Saved data entries
■ ■ ■
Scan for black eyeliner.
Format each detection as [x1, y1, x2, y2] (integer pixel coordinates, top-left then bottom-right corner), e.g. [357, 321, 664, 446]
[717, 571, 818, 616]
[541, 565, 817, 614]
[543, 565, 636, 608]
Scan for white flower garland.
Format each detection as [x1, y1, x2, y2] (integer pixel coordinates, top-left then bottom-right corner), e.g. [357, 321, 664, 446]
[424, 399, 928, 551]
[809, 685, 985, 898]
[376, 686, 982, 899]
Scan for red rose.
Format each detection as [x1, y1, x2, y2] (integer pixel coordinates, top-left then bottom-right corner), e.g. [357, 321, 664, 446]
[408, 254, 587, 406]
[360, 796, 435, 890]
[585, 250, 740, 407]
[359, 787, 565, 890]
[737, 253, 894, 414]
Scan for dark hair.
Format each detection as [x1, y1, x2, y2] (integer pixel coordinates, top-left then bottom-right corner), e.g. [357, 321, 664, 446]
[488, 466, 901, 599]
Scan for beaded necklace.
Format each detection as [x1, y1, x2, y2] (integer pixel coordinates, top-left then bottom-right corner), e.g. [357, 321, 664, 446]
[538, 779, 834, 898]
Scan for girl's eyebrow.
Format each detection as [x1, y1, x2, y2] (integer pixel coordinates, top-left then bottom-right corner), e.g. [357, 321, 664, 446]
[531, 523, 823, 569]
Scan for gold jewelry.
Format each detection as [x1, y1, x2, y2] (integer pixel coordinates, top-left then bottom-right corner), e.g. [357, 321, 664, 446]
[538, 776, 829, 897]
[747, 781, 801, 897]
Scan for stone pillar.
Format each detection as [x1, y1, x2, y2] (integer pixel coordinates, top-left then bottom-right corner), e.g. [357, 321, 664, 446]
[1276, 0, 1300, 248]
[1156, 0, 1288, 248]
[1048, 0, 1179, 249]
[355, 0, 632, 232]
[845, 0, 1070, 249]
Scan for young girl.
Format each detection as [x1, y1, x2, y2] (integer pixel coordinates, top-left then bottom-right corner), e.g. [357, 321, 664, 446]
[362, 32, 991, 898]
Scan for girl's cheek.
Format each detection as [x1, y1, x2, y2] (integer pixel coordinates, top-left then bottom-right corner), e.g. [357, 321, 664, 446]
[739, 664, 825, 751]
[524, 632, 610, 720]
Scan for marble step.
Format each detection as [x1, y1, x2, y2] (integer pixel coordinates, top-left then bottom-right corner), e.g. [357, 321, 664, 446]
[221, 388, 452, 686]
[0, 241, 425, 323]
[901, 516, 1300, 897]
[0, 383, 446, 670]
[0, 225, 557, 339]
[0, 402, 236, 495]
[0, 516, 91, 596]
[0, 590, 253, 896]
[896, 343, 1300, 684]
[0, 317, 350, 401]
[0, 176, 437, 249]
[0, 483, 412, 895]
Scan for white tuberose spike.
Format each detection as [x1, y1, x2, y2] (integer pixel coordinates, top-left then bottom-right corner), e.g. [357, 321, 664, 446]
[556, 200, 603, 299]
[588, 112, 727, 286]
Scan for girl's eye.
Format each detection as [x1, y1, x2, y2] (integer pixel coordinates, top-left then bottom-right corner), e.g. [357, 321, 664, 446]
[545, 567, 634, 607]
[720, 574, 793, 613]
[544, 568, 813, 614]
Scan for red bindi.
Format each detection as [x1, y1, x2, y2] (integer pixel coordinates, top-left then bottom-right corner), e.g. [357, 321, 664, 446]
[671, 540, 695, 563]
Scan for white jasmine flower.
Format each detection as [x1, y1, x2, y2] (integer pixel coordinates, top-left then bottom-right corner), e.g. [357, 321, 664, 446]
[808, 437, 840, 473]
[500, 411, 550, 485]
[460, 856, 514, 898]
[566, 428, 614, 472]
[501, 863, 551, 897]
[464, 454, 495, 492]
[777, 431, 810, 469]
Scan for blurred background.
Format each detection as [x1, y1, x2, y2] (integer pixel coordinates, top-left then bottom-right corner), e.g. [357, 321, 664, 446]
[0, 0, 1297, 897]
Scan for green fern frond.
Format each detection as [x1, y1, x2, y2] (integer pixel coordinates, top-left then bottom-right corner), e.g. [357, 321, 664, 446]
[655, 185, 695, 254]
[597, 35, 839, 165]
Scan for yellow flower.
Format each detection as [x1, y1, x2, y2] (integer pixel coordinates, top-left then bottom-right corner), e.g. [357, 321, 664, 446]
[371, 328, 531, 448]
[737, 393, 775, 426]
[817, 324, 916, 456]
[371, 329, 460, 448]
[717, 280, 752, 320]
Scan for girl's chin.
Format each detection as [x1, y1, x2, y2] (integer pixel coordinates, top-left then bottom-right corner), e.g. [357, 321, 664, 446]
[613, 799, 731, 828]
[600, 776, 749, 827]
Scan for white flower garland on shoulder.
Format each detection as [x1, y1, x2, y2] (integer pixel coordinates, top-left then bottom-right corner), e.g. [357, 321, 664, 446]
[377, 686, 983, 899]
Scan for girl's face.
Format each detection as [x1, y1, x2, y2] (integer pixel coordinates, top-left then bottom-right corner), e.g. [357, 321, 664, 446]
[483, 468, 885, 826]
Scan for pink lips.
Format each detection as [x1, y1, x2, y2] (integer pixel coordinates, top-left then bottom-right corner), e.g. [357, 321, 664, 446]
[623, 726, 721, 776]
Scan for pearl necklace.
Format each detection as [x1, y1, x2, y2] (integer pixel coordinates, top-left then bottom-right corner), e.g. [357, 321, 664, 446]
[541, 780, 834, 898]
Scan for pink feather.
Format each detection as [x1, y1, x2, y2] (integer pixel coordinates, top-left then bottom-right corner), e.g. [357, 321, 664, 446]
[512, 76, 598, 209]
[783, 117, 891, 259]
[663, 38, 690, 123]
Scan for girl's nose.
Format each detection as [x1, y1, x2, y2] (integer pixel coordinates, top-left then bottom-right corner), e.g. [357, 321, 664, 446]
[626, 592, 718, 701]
■ ■ ■
Output the records above exactly as written.

Scan for black eyeliner.
Format each detection as [x1, y1, x2, y2] (integer pixel coordinates, top-left then bottom-right corner), e.g. [357, 321, 664, 446]
[717, 571, 818, 616]
[541, 565, 817, 614]
[543, 565, 636, 608]
Scan for white flower garland.
Format each detection as [x1, y1, x2, y2] (integer pixel coordinates, top-left then bottom-right corner), e.g. [357, 321, 664, 446]
[424, 399, 928, 551]
[809, 685, 985, 898]
[376, 686, 982, 899]
Scan for red rose.
Format each detection as [x1, y1, x2, y2] (integer pixel coordinates, top-left then bottom-right corner), e.g. [357, 321, 664, 446]
[408, 254, 587, 406]
[360, 796, 435, 890]
[585, 250, 740, 407]
[359, 787, 565, 890]
[737, 253, 894, 414]
Scan for dark hair.
Format each detection as [x1, y1, x2, y2] (integer pixel coordinates, top-left then bottom-right corner), e.g. [357, 321, 664, 446]
[488, 466, 901, 599]
Scan for beaded necklace.
Format each detection as [x1, y1, x2, y2] (integer pixel coordinates, top-left then bottom-right corner), e.g. [357, 321, 664, 446]
[538, 779, 834, 898]
Scan for girl's eyebrow.
Format each detection as [x1, y1, x2, y2] (integer pixel coordinates, top-left then bottom-right corner), e.g. [357, 321, 664, 446]
[531, 523, 823, 569]
Scan for gold jewelry.
Format each detection as [x1, y1, x2, y2] (integer pixel coordinates, top-left then bottom-right corner), e.g. [357, 321, 664, 446]
[538, 776, 829, 897]
[747, 781, 801, 897]
Scan for stone pillar.
Format each detection as [x1, y1, x2, y2] (integer pixel coordinates, top-left then bottom-right corner), e.g. [357, 321, 664, 446]
[1276, 0, 1300, 248]
[1156, 0, 1288, 248]
[1048, 0, 1179, 249]
[355, 0, 632, 232]
[845, 0, 1070, 249]
Scan for young girl.
Format each detection as [x1, y1, x2, y2] (integer pixel coordinates, top-left then bottom-right corner), e.g. [357, 321, 664, 446]
[362, 32, 991, 898]
Scan for girl's cheek.
Format each detection as [x1, y1, x2, y2] (integer pixel coordinates, top-left then bottom-right corner), e.g. [357, 321, 664, 446]
[739, 664, 825, 751]
[524, 632, 610, 720]
Scan for marble step.
Format each detection as [x1, y1, x2, y2] (integer pixel coordinates, top-left then bottom-right corner), e.g. [357, 321, 664, 446]
[221, 388, 452, 686]
[0, 241, 425, 323]
[901, 516, 1300, 897]
[0, 383, 446, 670]
[0, 225, 557, 339]
[0, 402, 236, 495]
[0, 516, 91, 596]
[0, 590, 253, 896]
[896, 343, 1300, 684]
[0, 317, 350, 401]
[0, 176, 437, 249]
[0, 483, 412, 895]
Scan for white tuberose spike.
Format each detection as [x1, y1, x2, y2] (integer pixel coordinates, top-left then bottom-right corner), e.g. [357, 321, 664, 446]
[556, 200, 603, 299]
[588, 112, 727, 286]
Scan for girl's eye.
Format each detection as [x1, y1, x2, y2] (integer pixel coordinates, top-left then bottom-right corner), e.g. [357, 321, 664, 446]
[545, 567, 634, 607]
[720, 574, 793, 613]
[544, 568, 813, 614]
Scan for red bindi.
Format each detection as [x1, y1, x2, y2] (integer pixel coordinates, top-left then bottom-right corner), e.g. [357, 321, 664, 446]
[671, 540, 695, 563]
Scan for white jasmine flower.
Format each detection as [x1, y1, x2, y2] (integer pixel coordinates, top-left then bottom-right corner), e.g. [357, 321, 664, 446]
[808, 437, 840, 473]
[500, 411, 550, 485]
[460, 856, 514, 898]
[566, 428, 614, 472]
[501, 863, 551, 897]
[464, 454, 495, 492]
[777, 431, 810, 469]
Scan for blurred background.
Format each detection as [x1, y1, x2, y2] (integer pixel coordinates, top-left then bottom-right corner), e.g. [357, 321, 664, 446]
[0, 0, 1297, 897]
Scan for green fern frond.
Format each detection as [x1, y1, x2, y2] (integer pixel coordinates, top-left then bottom-right corner), e.g. [357, 321, 664, 446]
[655, 185, 695, 254]
[597, 35, 839, 165]
Scan for yellow flower.
Format each detection as [x1, y1, x2, y2] (integer pixel coordinates, top-left then bottom-right corner), e.g. [357, 321, 664, 446]
[371, 328, 531, 448]
[737, 393, 775, 426]
[817, 324, 916, 456]
[371, 329, 460, 448]
[717, 280, 752, 320]
Scan for girl's chin.
Format each detection as [x1, y1, x2, y2] (integer pixel coordinates, top-left then bottom-right corner), e.g. [357, 321, 664, 446]
[613, 799, 731, 828]
[600, 776, 749, 827]
Scan for white flower garland on shoulder.
Format each detection as [x1, y1, x2, y2] (integer pixel coordinates, top-left then bottom-right corner), e.g. [357, 321, 664, 446]
[377, 686, 983, 899]
Scan for girl's face.
Format each detection as [x1, y1, x2, y2] (integer pixel coordinates, top-left then bottom-right corner), e.g. [357, 321, 664, 446]
[483, 468, 885, 826]
Scan for pink lips.
Format each detection as [x1, y1, x2, y2] (integer pixel coordinates, top-left then bottom-right corner), e.g. [357, 321, 664, 446]
[623, 726, 721, 776]
Scan for pearl necklace.
Format each detection as [x1, y1, x2, y2] (integer pixel coordinates, top-left then bottom-right corner), e.g. [357, 321, 664, 446]
[541, 780, 834, 898]
Scan for pink feather.
Format each detection as [x1, y1, x2, y2] (integer pixel coordinates, top-left then bottom-right corner), e.g. [357, 321, 664, 446]
[512, 76, 598, 209]
[783, 117, 891, 259]
[663, 38, 690, 123]
Scan for girl's nose.
Format each detection as [x1, y1, x2, y2] (integer pixel coordinates, top-left then bottom-right corner), e.g. [357, 321, 664, 446]
[626, 592, 718, 701]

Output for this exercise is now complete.